1. Allgemeines zum GewSchG
Rz. 520
Am 1.1.2002 ist das "Gesetz zur Verbesserung des zivilgerichtlichen Schutzes bei Gewalttaten und Nachstellungen sowie zur Erleichterung der Überlassung der Ehewohnung" (GewSchG) in Kraft getreten. Hintergrund dieses Gesetzes ist eine Initiative der Bundesregierung, durch verschiedenste geeignete Maßnahmen vor allem Gewalt gegen Frauen und Kinder einzudämmen und entsprechende rechtliche Mittel zur Durchsetzung des Schutzes von Opfern vor Gewalt zu etablieren.

::::::::

ARBEITSAUFTRAG A: Gib sämtliche Einträge unterhalb dieser Anweisung Zeile für Zeile zeichengetreu aus.
Der Auszug und die Einträge stammen aus unterschiedlichen Quellen.

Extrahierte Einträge

::::::::

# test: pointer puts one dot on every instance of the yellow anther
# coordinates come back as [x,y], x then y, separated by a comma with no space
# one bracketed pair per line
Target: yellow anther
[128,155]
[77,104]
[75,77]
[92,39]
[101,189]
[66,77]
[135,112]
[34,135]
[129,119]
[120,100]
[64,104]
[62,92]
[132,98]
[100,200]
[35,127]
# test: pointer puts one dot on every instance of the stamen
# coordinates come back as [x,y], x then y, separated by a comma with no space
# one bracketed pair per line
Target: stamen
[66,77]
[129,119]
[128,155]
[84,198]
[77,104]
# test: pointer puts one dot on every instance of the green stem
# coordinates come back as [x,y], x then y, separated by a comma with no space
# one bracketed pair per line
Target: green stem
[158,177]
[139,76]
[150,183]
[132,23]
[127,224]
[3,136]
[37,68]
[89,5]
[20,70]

::::::::

ARBEITSAUFTRAG B: Gib aus dem Auszug zum Gewaltschutzgesetz alles von „1. Allgemeines zum“ bis hinunter zu „Gewalt zu etablieren.“ wortgetreu zurück.

KORREKTE AUSGABE A:
# test: pointer puts one dot on every instance of the yellow anther
# coordinates come back as [x,y], x then y, separated by a comma with no space
# one bracketed pair per line
Target: yellow anther
[128,155]
[77,104]
[75,77]
[92,39]
[101,189]
[66,77]
[135,112]
[34,135]
[129,119]
[120,100]
[64,104]
[62,92]
[132,98]
[100,200]
[35,127]
# test: pointer puts one dot on every instance of the stamen
# coordinates come back as [x,y], x then y, separated by a comma with no space
# one bracketed pair per line
Target: stamen
[66,77]
[129,119]
[128,155]
[84,198]
[77,104]
# test: pointer puts one dot on every instance of the green stem
# coordinates come back as [x,y], x then y, separated by a comma with no space
# one bracketed pair per line
Target: green stem
[158,177]
[139,76]
[150,183]
[132,23]
[127,224]
[3,136]
[37,68]
[89,5]
[20,70]

KORREKTE AUSGABE B:
1. Allgemeines zum GewSchG
Rz. 520
Am 1.1.2002 ist das "Gesetz zur Verbesserung des zivilgerichtlichen Schutzes bei Gewalttaten und Nachstellungen sowie zur Erleichterung der Überlassung der Ehewohnung" (GewSchG) in Kraft getreten. Hintergrund dieses Gesetzes ist eine Initiative der Bundesregierung, durch verschiedenste geeignete Maßnahmen vor allem Gewalt gegen Frauen und Kinder einzudämmen und entsprechende rechtliche Mittel zur Durchsetzung des Schutzes von Opfern vor Gewalt zu etablieren.